▶ **Your tasks**:
1) In the essay below on the Mumbai dry waste facility, which company is named as Dalmia Polypro's partner in running the plant?
2) Write the next part of the essay below on the Mumbai dry waste facility, picking up after its final sentence.

▶ **Supplied passage**:
** start **

Professor Vikram Gandhi’s Immersive Field Course (IFC) “Development while Decarbonizing: India’s Path to Net-Zero" delved into the critical aspect of decarbonization and sustainability goals amid India's rapid development. The course presented an opportunity for students to advance their knowledge of sustainability efforts, decarbonization, and net zero in the context of a broader development agenda. The class culminated in a series of site visits in January 2024 in Mumbai and Bangalore and this is one of 14 student essays that highlights their reflections on uncovering sustainable solutions across the country.

The climate movement can sometimes feel like a distant battleground centered around vast and technical challenges like the energy transition. While critical, these issues can seem abstract and removed from our everyday lives. Waste, however, is an unavoidable crisis staring us right in the face. From overflowing landfills to choked waterways, the consequences of mounting landfills are impossible to ignore. This is why visiting Dalmia Polypro’s Dry Waste Facility in Mumbai during our IFC course was a revelation. A partnership initiative with Hindustan Unilever (HUL), this waste management plant is a fascinating case study of how the right capital, players, and process can tackle the waste crisis.

** end **

▶ **Entries supplied**:
** start **

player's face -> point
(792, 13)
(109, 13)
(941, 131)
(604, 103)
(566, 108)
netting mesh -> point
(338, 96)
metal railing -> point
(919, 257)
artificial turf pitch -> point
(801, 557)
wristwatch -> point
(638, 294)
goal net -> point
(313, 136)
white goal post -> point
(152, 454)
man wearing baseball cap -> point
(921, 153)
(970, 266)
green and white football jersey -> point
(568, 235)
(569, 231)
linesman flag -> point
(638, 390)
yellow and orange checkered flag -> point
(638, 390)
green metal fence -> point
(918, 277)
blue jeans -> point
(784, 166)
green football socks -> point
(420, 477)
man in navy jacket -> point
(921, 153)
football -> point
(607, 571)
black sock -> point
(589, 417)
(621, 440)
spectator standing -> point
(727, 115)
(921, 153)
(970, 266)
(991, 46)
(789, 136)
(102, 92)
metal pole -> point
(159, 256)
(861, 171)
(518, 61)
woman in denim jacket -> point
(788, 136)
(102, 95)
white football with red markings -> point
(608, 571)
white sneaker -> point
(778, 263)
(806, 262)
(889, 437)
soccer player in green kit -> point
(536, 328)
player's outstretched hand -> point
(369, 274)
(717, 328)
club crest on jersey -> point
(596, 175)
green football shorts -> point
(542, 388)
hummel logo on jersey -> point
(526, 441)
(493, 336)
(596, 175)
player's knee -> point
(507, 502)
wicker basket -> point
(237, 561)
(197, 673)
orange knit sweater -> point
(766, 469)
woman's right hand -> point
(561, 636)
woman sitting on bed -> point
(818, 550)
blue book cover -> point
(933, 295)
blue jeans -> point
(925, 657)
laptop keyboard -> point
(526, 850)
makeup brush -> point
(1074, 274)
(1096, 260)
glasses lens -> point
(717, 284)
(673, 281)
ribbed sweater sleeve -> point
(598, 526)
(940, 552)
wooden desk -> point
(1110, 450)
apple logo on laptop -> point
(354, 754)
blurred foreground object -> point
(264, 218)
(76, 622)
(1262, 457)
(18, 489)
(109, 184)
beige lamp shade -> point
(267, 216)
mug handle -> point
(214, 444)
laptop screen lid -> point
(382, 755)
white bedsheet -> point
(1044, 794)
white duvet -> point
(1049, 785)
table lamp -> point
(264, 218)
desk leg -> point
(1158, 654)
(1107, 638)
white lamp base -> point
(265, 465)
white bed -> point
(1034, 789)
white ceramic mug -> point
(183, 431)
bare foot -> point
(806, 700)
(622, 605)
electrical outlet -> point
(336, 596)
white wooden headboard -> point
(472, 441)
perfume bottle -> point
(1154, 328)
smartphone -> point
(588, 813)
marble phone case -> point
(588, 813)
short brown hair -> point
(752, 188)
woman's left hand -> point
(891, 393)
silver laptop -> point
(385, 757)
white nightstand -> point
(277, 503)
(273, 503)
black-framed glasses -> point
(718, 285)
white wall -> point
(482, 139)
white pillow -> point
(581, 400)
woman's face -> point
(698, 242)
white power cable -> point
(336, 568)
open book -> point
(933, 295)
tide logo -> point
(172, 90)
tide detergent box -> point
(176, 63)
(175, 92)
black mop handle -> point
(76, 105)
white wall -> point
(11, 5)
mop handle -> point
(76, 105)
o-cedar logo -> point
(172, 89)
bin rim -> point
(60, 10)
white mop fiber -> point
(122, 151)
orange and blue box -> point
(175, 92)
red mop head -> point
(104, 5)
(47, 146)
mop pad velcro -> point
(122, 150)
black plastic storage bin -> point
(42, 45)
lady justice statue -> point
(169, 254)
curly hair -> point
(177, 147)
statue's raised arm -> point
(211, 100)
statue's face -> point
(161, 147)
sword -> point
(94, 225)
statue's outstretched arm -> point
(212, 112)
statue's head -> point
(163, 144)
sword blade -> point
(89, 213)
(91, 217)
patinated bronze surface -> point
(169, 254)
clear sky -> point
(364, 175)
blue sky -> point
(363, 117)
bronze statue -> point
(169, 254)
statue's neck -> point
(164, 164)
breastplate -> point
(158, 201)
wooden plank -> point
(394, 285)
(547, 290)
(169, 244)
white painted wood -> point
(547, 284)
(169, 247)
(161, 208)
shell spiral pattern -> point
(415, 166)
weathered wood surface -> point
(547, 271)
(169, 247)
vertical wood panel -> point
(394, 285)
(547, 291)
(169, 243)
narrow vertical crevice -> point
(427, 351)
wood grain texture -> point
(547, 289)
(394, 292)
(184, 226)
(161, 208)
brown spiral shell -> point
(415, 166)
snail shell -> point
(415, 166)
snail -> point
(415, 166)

** end **
** start **

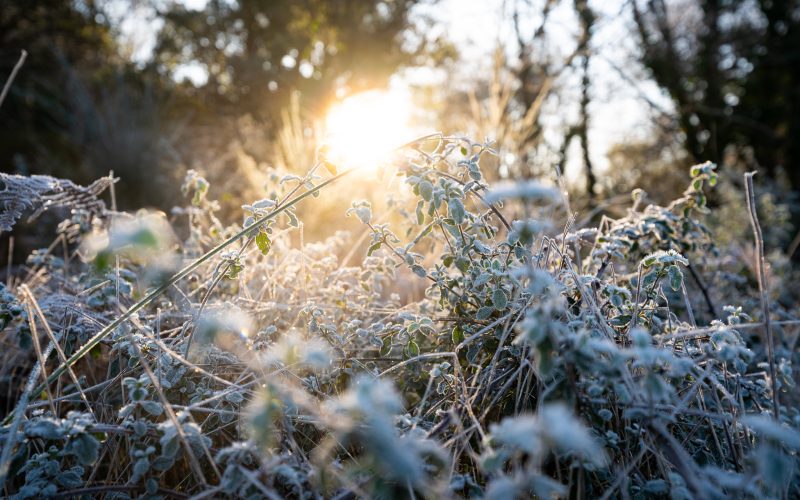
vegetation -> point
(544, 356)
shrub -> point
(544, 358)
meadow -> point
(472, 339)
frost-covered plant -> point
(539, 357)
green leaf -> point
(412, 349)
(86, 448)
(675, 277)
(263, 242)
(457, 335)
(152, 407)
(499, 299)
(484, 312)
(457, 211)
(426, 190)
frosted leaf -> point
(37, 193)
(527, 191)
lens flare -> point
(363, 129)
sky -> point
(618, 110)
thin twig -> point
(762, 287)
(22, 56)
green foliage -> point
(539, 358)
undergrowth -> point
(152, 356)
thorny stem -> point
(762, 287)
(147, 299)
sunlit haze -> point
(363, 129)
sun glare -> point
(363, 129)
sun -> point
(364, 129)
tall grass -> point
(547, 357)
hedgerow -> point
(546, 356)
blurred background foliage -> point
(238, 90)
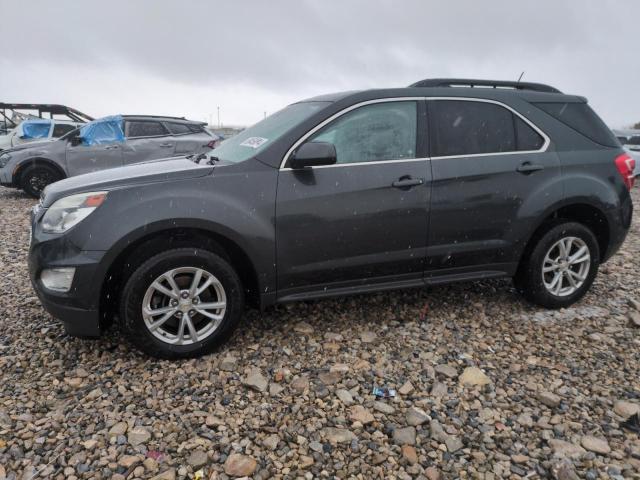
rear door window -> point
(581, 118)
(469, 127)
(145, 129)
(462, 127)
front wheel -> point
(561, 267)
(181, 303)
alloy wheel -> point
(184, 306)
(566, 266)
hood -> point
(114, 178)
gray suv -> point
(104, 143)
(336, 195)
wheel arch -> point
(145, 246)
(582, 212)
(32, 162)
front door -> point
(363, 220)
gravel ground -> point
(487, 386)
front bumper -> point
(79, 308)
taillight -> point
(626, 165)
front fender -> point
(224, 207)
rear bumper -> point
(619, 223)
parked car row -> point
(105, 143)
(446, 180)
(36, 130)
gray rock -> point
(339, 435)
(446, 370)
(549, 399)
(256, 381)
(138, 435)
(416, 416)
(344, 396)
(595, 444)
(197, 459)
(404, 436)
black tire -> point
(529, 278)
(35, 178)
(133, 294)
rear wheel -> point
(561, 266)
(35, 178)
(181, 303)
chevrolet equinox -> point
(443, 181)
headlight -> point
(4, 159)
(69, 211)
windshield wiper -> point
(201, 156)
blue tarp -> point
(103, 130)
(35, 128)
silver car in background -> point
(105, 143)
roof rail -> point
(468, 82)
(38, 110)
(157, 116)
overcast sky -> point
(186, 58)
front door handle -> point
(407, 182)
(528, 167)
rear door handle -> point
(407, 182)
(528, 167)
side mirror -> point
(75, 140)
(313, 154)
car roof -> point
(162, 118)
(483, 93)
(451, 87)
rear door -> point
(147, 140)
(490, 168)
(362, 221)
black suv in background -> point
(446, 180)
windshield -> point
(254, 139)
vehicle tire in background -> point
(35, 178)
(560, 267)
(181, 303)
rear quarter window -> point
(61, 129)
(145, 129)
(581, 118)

** end **

▶ **Answers**:
1) Hindustan Unilever (HUL).

2)
Hindustan Unilever, like other FMCG manufacturers, has historically faced criticism for its reliance on single-use plastics. The organization has recently made advancements to its role in the crisis, bringing forward investments, commitments, and partnerships that steer the industry toward a greener future. Among these include a $1 million early commitment to help build Dalmia Polypro’s material recovery facilities in Mumbai, such as the one we visited. These centers segregate, sort, and dry waste - including paper, glass, metal, and plastic - to send to a recycling facility that generates cleaned pellets repurposed for lower grade use.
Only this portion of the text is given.